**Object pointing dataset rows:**
(begin)

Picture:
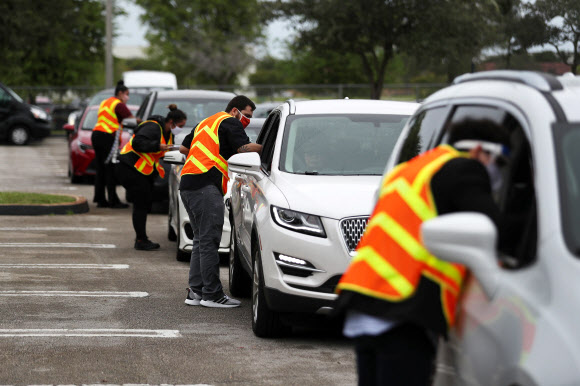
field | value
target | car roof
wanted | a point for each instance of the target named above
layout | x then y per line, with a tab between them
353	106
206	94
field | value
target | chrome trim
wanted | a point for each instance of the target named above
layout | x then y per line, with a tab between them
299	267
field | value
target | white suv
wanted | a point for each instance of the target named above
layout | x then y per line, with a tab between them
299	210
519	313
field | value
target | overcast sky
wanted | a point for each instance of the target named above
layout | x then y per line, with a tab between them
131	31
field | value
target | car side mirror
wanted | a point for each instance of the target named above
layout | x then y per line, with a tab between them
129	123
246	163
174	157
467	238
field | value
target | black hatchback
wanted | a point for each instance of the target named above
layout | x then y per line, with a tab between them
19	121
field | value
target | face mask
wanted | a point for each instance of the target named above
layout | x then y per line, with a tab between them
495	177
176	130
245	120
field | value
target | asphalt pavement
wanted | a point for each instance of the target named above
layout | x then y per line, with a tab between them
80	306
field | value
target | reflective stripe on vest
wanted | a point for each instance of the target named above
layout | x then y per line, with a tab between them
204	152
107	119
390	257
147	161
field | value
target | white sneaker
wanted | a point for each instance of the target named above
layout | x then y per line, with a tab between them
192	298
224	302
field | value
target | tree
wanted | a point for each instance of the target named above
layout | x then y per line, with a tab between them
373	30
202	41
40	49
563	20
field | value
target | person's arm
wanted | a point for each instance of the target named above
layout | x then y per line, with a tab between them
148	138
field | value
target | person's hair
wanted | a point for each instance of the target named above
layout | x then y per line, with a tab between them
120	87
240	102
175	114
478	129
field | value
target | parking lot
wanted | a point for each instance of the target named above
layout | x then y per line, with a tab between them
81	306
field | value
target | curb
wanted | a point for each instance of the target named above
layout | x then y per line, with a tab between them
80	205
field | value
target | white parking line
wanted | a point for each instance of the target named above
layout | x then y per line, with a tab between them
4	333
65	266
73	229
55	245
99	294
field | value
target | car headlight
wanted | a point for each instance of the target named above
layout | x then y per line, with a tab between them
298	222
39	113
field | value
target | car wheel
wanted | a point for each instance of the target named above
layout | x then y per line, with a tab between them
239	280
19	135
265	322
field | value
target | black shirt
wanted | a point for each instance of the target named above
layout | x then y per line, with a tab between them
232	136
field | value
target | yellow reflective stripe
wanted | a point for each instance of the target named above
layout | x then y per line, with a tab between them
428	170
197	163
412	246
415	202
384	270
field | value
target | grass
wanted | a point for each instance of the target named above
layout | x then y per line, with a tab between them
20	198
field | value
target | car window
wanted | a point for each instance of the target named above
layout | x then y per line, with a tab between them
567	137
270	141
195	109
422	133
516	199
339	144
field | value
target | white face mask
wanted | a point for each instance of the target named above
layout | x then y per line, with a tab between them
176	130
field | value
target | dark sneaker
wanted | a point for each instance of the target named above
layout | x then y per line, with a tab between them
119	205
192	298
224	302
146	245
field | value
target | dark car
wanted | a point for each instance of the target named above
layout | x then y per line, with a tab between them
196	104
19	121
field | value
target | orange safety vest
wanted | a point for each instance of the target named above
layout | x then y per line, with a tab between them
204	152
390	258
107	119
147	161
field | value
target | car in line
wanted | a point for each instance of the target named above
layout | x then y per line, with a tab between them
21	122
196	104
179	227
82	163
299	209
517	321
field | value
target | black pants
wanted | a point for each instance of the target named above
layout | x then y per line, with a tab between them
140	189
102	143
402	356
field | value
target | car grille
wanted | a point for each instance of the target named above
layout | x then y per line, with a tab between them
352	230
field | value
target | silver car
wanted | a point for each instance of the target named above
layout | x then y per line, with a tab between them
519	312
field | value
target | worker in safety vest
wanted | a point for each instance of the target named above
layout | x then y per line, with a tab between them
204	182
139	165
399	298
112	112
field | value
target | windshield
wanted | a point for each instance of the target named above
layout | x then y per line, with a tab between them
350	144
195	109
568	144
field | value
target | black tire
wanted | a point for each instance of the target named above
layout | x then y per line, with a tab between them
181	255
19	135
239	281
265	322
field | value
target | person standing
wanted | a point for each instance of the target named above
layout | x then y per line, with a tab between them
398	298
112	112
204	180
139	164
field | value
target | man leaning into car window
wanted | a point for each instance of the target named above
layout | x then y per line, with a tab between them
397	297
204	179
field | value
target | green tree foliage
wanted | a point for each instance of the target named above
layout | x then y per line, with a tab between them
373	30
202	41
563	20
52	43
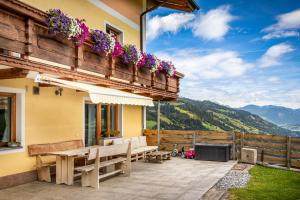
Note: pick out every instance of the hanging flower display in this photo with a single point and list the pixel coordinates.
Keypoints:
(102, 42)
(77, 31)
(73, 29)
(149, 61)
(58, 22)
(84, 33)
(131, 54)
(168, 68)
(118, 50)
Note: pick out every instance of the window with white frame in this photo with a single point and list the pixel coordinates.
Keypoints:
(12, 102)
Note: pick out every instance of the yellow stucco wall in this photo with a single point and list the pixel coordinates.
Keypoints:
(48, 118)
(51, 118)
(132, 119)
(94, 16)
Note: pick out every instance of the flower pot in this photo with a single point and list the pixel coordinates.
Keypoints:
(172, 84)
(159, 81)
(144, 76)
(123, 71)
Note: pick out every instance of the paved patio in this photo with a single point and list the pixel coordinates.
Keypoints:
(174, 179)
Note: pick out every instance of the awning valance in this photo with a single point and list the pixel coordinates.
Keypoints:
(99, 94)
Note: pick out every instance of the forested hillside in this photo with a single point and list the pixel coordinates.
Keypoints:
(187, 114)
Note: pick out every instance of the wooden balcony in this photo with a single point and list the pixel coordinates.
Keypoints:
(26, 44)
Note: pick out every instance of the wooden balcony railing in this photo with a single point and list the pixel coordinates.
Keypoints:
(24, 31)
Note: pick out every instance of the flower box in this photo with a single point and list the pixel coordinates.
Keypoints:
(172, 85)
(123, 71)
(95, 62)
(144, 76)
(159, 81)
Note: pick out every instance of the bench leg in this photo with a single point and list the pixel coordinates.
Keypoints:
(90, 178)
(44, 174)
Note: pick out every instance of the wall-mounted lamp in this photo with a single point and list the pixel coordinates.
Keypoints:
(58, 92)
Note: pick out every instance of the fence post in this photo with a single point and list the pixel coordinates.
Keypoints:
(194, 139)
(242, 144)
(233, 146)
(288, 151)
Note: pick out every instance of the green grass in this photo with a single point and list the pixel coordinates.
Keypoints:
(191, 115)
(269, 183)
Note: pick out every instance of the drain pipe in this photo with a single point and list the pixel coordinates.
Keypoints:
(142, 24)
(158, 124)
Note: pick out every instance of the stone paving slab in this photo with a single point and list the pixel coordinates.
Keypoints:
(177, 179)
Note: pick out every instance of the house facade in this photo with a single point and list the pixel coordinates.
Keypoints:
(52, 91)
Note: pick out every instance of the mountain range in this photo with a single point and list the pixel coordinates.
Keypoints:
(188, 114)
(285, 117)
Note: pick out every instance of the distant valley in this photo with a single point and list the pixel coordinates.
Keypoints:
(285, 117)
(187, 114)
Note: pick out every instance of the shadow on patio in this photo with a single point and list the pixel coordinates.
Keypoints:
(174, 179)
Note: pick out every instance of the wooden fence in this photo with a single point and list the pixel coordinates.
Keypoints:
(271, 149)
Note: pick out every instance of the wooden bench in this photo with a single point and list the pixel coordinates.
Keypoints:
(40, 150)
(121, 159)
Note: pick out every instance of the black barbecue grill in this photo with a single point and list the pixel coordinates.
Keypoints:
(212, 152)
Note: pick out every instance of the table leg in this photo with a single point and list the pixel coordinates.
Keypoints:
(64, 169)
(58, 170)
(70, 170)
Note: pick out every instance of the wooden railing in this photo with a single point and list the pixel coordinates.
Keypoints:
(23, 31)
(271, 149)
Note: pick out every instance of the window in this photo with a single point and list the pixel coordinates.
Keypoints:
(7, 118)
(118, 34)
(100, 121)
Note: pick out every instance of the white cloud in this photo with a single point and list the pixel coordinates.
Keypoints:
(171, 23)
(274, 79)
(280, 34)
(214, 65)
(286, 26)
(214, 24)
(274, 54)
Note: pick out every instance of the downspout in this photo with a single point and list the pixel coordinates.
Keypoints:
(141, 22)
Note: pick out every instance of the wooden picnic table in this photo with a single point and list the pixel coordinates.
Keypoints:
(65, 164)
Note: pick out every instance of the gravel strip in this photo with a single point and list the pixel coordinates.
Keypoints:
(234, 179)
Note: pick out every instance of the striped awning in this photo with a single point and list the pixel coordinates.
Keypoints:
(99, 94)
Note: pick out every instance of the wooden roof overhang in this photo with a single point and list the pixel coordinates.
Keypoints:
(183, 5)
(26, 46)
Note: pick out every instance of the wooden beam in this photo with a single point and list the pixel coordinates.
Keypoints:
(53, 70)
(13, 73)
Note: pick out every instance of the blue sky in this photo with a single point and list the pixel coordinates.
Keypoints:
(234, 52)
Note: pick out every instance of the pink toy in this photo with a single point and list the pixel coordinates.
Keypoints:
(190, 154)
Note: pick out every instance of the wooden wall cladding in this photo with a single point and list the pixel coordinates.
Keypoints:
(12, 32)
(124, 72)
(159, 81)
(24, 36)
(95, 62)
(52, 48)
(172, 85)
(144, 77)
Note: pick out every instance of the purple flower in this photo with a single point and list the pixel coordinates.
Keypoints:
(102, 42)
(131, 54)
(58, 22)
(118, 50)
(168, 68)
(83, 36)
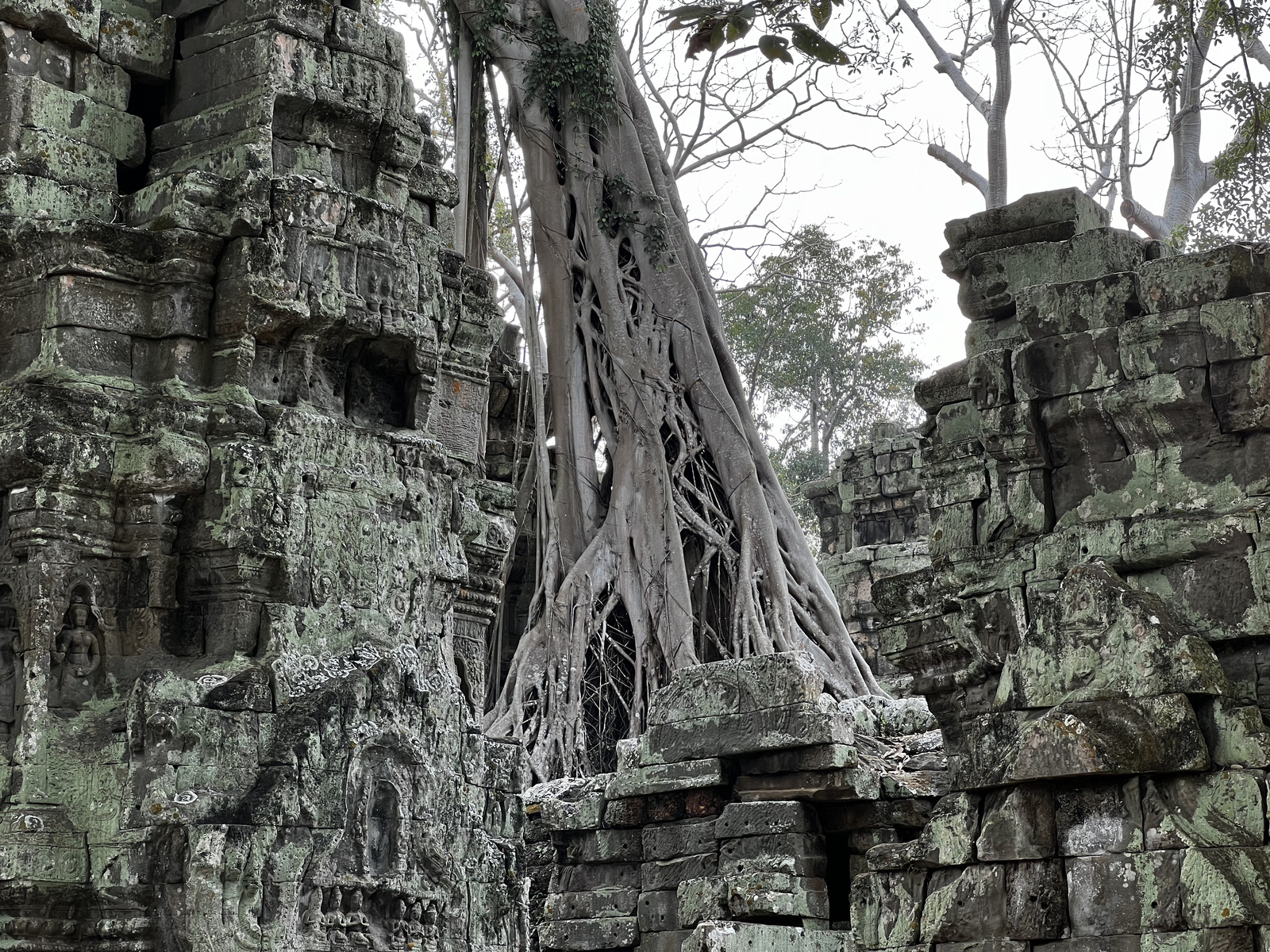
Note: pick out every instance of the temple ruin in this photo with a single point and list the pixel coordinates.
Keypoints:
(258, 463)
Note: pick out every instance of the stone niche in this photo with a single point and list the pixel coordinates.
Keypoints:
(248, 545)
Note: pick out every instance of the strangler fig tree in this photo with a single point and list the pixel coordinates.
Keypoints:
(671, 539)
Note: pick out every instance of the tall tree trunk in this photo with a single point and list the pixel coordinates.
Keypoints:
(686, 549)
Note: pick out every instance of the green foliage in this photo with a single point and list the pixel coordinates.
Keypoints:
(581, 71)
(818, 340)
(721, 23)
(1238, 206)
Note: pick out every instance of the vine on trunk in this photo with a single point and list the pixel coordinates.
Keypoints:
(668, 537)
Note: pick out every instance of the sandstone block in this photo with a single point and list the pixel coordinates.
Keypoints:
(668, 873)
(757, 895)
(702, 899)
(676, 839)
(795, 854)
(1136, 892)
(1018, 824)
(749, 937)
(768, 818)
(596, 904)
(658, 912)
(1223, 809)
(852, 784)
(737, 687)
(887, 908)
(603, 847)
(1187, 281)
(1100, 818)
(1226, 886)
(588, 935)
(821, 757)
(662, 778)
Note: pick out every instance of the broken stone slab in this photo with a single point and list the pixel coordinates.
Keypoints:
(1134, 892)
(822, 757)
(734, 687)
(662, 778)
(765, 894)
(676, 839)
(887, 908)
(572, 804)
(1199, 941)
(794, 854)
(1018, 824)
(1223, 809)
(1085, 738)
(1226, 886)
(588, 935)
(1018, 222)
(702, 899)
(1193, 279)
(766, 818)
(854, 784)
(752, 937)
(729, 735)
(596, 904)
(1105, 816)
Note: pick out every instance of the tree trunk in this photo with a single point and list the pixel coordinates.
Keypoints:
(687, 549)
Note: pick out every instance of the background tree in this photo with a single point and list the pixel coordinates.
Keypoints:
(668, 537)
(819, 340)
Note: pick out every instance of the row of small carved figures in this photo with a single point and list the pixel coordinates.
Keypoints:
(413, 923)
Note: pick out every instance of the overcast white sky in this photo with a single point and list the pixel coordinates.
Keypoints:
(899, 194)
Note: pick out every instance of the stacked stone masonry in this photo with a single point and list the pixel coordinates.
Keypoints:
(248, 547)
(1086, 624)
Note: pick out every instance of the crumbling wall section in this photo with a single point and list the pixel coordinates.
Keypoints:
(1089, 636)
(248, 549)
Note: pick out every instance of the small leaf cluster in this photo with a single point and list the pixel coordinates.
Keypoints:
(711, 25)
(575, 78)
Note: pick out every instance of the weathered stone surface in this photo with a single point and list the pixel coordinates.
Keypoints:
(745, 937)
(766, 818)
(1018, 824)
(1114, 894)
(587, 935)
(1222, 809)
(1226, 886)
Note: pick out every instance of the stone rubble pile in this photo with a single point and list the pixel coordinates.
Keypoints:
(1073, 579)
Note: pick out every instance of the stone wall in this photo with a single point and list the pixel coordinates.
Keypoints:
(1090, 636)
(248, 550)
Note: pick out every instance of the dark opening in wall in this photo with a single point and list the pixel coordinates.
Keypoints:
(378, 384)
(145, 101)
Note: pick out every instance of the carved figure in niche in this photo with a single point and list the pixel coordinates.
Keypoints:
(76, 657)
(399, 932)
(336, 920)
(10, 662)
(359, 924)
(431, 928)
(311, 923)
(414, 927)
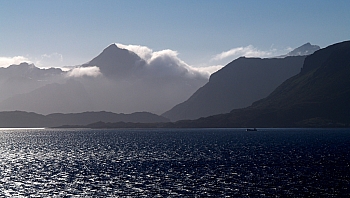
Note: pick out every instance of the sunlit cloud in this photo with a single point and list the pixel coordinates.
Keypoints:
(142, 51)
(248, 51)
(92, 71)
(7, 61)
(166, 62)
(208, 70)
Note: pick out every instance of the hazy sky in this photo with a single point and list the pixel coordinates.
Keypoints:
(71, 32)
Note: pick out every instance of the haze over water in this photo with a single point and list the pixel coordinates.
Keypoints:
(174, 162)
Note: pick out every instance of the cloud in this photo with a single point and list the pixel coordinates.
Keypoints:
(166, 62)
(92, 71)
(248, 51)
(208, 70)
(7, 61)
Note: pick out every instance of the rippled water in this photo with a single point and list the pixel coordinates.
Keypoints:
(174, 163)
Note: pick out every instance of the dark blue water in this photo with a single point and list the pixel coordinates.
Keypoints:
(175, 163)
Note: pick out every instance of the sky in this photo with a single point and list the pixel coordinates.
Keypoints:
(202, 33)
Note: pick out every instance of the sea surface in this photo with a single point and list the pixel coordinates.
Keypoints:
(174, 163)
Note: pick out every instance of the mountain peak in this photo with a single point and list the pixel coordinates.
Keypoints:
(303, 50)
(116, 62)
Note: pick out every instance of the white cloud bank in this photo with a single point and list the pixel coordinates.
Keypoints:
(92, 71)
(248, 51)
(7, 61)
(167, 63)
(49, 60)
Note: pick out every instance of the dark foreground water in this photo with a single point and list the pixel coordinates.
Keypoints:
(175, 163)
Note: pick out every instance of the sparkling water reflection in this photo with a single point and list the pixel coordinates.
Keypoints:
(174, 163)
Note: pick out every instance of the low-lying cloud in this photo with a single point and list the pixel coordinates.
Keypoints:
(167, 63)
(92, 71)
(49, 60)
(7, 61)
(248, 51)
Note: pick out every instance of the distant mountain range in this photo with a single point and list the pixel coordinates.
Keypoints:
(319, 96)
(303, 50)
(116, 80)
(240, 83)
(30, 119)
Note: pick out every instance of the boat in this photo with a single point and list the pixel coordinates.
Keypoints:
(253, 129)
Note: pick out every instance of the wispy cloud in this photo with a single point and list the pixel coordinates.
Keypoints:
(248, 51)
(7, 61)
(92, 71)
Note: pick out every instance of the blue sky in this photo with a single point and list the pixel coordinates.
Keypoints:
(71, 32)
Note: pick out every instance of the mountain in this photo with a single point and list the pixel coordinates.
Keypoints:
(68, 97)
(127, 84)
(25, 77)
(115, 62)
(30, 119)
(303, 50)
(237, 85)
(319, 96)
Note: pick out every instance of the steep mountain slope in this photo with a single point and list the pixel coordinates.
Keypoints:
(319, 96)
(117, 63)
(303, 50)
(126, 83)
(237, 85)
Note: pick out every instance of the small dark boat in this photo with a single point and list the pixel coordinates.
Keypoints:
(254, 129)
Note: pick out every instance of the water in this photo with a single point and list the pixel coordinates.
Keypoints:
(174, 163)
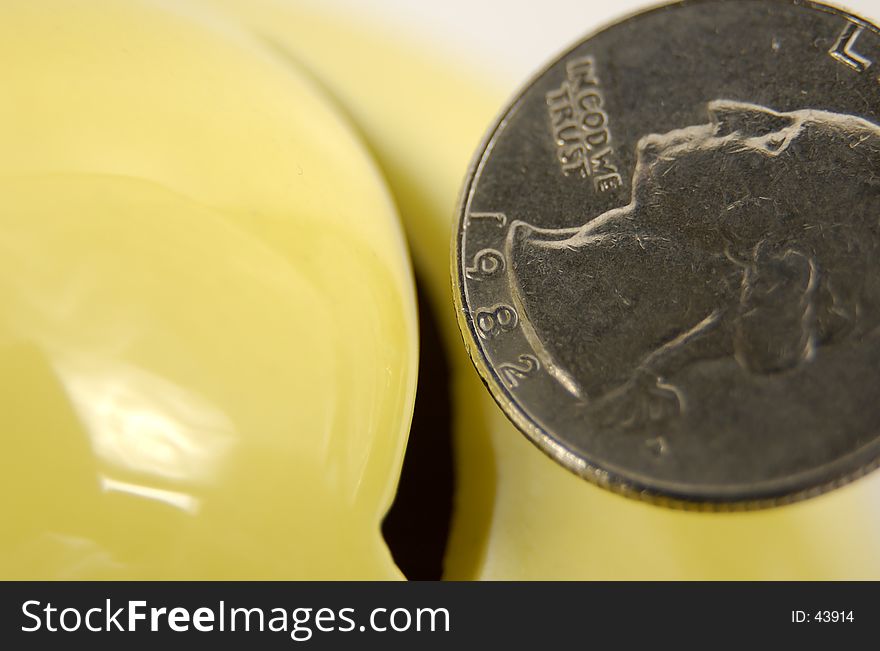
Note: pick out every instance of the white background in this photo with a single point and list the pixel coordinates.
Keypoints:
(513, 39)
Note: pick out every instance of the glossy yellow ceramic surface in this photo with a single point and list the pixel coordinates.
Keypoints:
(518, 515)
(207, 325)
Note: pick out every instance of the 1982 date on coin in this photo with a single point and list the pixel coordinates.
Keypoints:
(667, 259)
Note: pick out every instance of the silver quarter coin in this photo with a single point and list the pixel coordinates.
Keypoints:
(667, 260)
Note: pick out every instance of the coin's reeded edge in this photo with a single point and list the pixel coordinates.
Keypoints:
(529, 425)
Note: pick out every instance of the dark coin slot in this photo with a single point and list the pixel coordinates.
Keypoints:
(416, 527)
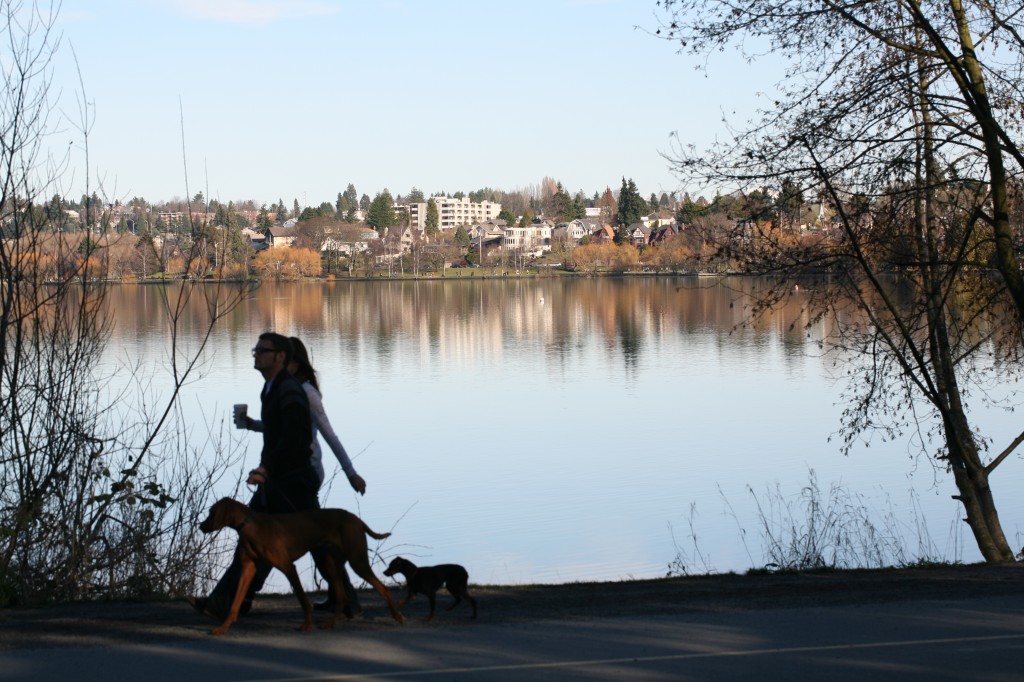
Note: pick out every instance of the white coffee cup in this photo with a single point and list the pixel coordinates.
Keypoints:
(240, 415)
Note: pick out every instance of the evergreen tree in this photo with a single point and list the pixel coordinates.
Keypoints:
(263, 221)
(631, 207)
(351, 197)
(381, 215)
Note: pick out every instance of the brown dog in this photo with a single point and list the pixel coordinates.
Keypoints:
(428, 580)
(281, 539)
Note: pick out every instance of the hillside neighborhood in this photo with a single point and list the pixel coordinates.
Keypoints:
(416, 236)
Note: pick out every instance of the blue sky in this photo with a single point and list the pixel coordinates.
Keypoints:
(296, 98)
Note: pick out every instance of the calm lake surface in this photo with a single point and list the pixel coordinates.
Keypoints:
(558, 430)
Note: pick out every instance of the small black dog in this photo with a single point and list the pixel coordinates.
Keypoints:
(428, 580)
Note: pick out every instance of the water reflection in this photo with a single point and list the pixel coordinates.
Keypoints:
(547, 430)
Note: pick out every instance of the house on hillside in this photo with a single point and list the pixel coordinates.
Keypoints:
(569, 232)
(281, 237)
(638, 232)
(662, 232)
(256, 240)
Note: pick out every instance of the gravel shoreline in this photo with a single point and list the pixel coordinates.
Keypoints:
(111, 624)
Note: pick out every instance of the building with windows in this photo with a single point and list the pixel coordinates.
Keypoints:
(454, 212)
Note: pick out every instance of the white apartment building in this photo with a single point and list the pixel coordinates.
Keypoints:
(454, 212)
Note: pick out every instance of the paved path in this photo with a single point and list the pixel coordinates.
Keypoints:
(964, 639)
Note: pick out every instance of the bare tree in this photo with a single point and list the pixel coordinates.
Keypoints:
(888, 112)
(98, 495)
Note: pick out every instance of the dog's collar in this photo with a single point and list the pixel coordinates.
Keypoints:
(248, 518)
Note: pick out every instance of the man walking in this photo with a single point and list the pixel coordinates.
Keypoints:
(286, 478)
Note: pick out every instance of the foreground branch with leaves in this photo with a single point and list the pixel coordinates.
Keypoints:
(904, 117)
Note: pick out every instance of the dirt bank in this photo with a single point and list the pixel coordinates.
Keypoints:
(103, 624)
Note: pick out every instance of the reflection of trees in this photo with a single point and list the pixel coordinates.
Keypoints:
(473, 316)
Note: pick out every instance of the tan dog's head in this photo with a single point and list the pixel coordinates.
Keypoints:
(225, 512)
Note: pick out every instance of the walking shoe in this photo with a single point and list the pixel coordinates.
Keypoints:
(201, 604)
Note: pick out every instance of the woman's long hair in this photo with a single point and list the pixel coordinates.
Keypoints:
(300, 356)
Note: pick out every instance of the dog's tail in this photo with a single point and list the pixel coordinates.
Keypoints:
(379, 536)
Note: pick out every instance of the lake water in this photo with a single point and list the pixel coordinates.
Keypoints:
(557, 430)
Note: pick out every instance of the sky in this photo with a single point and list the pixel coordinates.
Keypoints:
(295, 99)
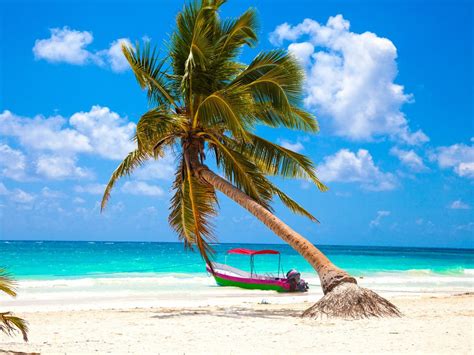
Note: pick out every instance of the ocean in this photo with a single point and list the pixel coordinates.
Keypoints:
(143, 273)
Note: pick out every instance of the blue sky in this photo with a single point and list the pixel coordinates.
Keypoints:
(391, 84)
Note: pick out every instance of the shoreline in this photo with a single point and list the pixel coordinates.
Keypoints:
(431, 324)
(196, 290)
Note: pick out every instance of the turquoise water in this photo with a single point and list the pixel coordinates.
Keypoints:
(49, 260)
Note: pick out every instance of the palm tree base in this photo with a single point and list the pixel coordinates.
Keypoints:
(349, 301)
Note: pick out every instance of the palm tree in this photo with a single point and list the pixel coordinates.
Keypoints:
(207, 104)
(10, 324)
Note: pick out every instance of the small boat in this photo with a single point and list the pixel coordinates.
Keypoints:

(end)

**REQUEST:** Render the part of the listing above that begins with the line containing "Note: pick out every instance of the turquoise" and runs to the end of the listing as a Markdown table with the columns No. and Text. Number each row, put one line per row, and skip blank lines.

**PROBLEM SOLUTION:**
| No. | Text |
|---|---|
| 1 | Note: pick out every instance of the turquoise water in this photo with a single point and list the pixel coordinates. |
| 2 | Keypoints: |
| 3 | (49, 260) |
| 4 | Note: pick out every instance of the palm tree base in this photo with a single point and list the pixel coordinates. |
| 5 | Keypoints: |
| 6 | (349, 301) |
| 7 | Note: pick out every instance of the palm tree in this photo with a single point and list the pixel coordinates. |
| 8 | Keypoints: |
| 9 | (207, 104) |
| 10 | (10, 324) |
| 11 | Note: pick out every instance of the small boat in this photo with a single point and list the pixel coordinates. |
| 12 | Keypoints: |